Your task: The tail of the records, from the line containing "Could you please point to the man" through the final line, should be printed exactly and on its own.

##############################

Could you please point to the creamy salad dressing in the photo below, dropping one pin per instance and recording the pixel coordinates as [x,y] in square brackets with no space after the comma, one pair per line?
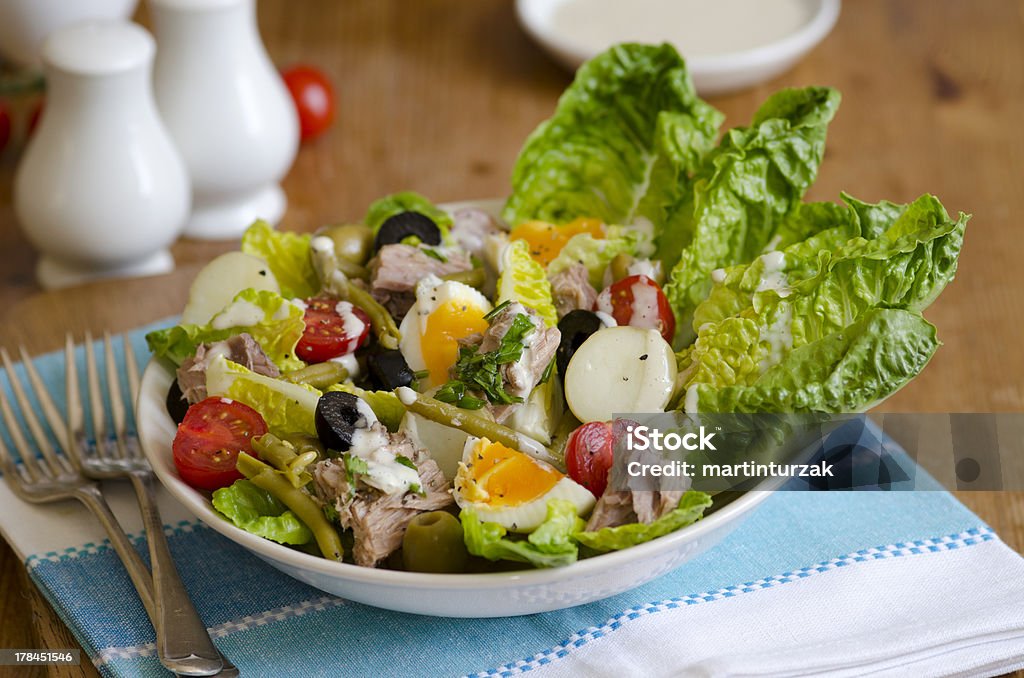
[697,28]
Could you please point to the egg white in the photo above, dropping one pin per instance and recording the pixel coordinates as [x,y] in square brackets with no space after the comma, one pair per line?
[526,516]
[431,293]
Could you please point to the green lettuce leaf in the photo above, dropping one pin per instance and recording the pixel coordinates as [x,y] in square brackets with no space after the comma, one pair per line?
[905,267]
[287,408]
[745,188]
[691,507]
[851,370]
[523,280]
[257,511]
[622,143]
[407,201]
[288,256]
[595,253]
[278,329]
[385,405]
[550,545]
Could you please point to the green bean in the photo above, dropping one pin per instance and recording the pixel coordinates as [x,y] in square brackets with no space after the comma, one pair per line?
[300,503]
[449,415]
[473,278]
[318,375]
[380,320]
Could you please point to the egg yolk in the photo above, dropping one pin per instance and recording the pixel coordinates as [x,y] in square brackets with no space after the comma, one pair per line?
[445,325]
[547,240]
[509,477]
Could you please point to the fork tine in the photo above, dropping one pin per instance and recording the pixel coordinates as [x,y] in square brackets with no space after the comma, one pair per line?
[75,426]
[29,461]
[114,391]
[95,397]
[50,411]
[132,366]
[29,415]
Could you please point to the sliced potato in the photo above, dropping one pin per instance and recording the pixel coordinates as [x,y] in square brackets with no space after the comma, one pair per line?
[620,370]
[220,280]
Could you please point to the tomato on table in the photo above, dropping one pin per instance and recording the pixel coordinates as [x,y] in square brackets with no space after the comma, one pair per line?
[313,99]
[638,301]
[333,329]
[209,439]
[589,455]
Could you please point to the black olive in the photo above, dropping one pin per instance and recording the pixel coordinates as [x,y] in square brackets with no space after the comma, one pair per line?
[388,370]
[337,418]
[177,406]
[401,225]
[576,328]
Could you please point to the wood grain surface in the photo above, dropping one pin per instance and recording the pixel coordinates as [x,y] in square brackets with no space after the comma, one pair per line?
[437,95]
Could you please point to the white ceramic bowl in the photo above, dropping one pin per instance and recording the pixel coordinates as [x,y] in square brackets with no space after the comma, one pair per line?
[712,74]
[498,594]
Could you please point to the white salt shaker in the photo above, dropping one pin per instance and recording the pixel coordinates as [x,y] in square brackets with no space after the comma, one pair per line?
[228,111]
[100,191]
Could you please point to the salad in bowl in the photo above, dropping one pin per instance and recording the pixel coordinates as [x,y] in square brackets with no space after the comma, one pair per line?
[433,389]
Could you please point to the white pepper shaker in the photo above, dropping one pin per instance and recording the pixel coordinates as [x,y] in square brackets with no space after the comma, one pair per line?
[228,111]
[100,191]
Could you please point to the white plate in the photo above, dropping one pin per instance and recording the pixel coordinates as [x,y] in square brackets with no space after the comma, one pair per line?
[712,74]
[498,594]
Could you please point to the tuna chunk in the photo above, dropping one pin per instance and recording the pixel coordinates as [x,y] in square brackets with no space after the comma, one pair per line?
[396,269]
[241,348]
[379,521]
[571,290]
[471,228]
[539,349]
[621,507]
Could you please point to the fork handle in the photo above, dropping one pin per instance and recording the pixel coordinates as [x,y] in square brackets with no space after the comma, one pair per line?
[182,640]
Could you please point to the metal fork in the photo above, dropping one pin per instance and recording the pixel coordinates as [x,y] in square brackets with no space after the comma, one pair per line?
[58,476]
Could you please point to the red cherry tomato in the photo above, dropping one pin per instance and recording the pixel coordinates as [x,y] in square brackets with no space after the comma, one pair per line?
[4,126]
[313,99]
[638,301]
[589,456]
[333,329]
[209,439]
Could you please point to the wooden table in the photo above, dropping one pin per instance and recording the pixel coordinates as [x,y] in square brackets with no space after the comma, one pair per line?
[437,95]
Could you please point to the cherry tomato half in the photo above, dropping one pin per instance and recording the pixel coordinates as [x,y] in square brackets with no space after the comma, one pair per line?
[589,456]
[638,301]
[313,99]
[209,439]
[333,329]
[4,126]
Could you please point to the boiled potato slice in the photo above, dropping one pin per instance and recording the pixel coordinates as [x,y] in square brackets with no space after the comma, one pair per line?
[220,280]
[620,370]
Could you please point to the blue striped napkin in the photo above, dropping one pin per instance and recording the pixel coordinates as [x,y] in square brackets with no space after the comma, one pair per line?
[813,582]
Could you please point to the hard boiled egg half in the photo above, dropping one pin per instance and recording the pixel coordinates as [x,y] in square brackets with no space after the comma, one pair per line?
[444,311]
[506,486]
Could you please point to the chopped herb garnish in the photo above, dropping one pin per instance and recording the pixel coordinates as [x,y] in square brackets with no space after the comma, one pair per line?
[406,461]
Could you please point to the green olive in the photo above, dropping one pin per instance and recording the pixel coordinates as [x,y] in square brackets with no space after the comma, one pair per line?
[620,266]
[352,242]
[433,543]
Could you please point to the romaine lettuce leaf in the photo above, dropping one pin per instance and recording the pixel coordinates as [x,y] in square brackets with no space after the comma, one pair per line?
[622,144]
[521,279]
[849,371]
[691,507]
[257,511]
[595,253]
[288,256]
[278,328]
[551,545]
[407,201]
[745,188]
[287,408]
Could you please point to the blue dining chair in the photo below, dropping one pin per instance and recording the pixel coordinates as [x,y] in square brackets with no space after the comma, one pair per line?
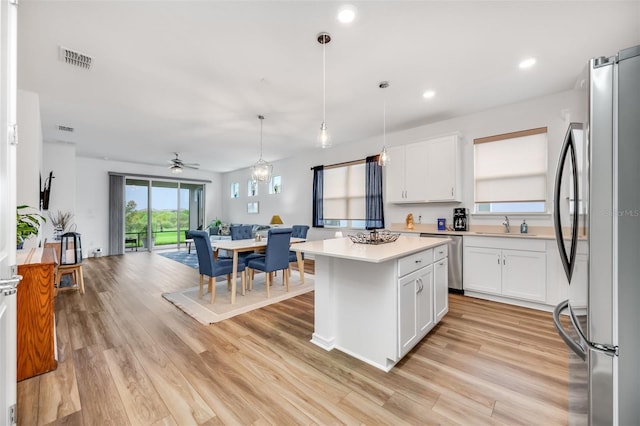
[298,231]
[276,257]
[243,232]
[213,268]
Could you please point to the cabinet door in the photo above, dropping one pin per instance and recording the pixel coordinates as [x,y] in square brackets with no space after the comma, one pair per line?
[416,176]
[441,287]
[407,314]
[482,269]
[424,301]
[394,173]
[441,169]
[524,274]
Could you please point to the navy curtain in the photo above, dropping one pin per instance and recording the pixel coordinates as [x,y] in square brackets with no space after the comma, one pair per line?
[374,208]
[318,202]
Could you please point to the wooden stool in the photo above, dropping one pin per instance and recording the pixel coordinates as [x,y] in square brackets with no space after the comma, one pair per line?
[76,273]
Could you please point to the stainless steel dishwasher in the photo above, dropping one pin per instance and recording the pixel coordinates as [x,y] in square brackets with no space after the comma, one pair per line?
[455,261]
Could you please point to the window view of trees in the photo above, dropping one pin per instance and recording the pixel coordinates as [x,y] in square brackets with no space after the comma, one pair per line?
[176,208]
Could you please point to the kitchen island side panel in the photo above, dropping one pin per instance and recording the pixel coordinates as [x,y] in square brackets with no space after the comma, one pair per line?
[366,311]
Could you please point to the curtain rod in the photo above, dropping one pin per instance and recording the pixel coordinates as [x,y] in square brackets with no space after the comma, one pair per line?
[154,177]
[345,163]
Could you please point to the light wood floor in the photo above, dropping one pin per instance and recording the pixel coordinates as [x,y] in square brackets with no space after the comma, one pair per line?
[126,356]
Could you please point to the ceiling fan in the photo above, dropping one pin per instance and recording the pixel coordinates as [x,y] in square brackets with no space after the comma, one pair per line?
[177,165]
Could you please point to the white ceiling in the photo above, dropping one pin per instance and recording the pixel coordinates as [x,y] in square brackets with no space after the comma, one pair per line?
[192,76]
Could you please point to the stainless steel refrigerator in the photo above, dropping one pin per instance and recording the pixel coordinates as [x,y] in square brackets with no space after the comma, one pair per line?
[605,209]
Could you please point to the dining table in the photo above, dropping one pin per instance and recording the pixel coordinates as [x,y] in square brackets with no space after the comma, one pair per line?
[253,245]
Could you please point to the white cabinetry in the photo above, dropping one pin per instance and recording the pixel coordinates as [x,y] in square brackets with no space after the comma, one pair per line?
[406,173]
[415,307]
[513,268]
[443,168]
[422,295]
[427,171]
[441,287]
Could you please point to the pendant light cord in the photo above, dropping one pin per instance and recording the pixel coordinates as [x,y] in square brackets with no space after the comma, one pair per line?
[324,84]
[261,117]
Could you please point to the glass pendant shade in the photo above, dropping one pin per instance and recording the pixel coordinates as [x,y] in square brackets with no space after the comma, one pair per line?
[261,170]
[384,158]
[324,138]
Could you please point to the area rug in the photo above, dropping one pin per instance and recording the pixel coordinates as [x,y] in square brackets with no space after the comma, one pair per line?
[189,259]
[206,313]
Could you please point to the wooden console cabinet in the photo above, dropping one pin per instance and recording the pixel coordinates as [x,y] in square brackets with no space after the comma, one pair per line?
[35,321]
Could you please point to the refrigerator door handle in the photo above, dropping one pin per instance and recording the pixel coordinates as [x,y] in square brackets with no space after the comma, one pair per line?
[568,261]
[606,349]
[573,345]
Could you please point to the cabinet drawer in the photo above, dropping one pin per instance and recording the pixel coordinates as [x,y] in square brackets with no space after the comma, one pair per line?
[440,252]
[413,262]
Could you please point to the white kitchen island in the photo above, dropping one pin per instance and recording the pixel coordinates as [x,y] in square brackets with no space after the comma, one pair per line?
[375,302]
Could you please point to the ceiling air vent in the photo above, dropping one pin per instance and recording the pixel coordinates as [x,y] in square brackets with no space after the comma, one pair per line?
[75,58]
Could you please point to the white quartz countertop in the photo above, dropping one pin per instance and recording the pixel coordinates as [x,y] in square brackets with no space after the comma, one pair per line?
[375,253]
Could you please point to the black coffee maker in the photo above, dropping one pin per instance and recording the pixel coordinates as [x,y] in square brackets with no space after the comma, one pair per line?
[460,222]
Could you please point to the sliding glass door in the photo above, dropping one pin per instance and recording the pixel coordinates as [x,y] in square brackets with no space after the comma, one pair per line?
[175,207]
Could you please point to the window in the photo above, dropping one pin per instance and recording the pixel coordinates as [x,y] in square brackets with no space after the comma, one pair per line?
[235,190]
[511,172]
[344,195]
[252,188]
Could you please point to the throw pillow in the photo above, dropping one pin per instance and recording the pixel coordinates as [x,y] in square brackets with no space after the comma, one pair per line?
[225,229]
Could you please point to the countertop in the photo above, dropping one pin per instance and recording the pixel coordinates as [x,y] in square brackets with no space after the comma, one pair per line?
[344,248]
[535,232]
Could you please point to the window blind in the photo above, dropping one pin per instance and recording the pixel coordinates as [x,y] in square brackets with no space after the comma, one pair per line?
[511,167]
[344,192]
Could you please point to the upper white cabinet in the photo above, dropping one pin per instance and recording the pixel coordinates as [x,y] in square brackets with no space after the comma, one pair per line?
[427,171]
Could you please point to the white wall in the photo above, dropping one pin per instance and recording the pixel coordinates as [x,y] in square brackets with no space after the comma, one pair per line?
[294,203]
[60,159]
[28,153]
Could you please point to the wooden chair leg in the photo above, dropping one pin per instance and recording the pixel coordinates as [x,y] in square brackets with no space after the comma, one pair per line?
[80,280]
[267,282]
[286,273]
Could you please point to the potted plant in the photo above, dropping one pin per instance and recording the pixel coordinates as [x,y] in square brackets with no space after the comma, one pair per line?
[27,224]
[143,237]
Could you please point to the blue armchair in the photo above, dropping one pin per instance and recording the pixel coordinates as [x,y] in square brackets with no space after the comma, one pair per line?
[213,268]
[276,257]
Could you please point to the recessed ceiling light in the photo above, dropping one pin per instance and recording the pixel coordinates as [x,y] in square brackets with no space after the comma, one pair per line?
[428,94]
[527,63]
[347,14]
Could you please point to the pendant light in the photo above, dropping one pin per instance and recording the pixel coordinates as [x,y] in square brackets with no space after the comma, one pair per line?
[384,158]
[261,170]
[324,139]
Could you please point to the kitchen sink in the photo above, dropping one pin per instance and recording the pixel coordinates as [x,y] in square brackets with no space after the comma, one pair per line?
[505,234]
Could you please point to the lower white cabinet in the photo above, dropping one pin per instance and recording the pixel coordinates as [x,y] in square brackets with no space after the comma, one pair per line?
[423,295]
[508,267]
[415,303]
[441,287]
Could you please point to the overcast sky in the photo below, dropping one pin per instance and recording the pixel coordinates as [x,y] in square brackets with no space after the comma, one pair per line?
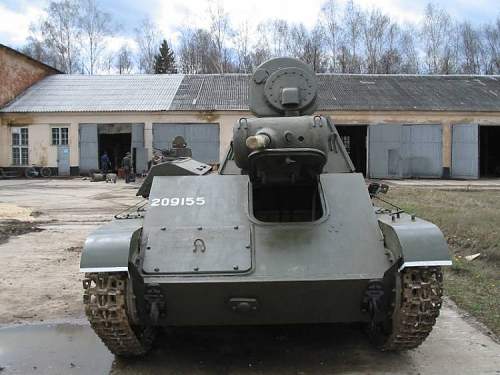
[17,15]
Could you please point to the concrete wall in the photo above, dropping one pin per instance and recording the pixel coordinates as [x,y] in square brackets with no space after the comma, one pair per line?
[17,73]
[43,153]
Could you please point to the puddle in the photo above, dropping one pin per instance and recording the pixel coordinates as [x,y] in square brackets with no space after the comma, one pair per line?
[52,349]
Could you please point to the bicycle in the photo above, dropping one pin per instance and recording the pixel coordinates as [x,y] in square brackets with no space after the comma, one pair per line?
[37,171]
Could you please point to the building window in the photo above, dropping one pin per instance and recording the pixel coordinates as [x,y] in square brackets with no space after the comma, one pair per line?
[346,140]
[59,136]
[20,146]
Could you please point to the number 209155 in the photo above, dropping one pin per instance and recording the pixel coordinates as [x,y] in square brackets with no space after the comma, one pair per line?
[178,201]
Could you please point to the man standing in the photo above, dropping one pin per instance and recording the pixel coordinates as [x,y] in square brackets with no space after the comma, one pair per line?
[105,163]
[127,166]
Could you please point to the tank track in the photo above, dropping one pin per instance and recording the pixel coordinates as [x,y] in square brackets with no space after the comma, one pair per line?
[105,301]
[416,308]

##############################

Answer box:
Could you please point to the man standing in the photo above, dropping one pin per instance and recording the pixel coordinates as [x,y] in square brackets with no space after the comma, one pair per line?
[105,163]
[127,166]
Could you please point to the tank track in the photo above, dropping one pin per instance and recording the pixel coordinates as [x,y] in square brackets with no space after the comma, one pair per line?
[105,301]
[416,308]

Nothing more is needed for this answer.